> _Required work_
All that is needed is each line of the entries holding the word "after", copied as it stands.

(Collected data entries)

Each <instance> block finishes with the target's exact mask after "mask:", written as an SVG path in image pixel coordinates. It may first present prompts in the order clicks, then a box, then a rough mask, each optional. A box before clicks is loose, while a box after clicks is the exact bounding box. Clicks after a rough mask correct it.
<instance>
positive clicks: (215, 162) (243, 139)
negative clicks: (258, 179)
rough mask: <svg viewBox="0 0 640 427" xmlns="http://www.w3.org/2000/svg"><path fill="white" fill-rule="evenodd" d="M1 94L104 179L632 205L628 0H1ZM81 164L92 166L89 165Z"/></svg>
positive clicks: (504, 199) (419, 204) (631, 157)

* * *

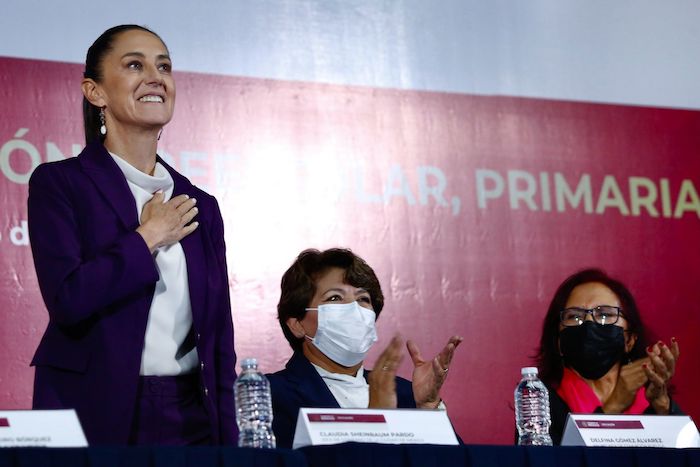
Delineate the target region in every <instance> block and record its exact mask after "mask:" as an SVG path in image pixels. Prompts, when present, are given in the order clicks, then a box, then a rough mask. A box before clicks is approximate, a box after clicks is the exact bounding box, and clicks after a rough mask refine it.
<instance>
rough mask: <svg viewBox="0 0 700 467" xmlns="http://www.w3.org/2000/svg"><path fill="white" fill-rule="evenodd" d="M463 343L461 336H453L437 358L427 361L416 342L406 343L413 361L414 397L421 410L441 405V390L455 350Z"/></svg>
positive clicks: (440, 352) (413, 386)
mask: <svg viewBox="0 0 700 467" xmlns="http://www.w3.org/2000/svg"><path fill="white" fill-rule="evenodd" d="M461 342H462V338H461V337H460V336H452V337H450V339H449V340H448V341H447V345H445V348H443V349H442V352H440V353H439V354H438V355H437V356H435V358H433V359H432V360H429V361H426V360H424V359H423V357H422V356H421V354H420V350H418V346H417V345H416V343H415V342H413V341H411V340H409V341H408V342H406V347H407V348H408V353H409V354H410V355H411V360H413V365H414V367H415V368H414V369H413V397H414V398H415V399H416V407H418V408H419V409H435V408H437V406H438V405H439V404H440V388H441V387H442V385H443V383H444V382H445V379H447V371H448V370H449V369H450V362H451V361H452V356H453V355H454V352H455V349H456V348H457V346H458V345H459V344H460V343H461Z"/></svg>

> _Answer to this problem_
Each <instance> block finishes with the target's exact mask after "mask:", written as an SVG path in image pixel coordinates. It may first present prompts in the order clicks, then a box, then a rough mask, each optional. A box before clicks is loose, while a box after clicks is the exact bounding box. Clicks after a rough mask correct it.
Delineate the target region in every <instance> block and record its exact mask after "mask:" as an SVG path in image pixels. Prompts, when present, are given in the order clicks, then a box, then a rough mask. A box before clicks is approximate, a box after clicks is the exact bounding box, and clicks after a rough mask refine it.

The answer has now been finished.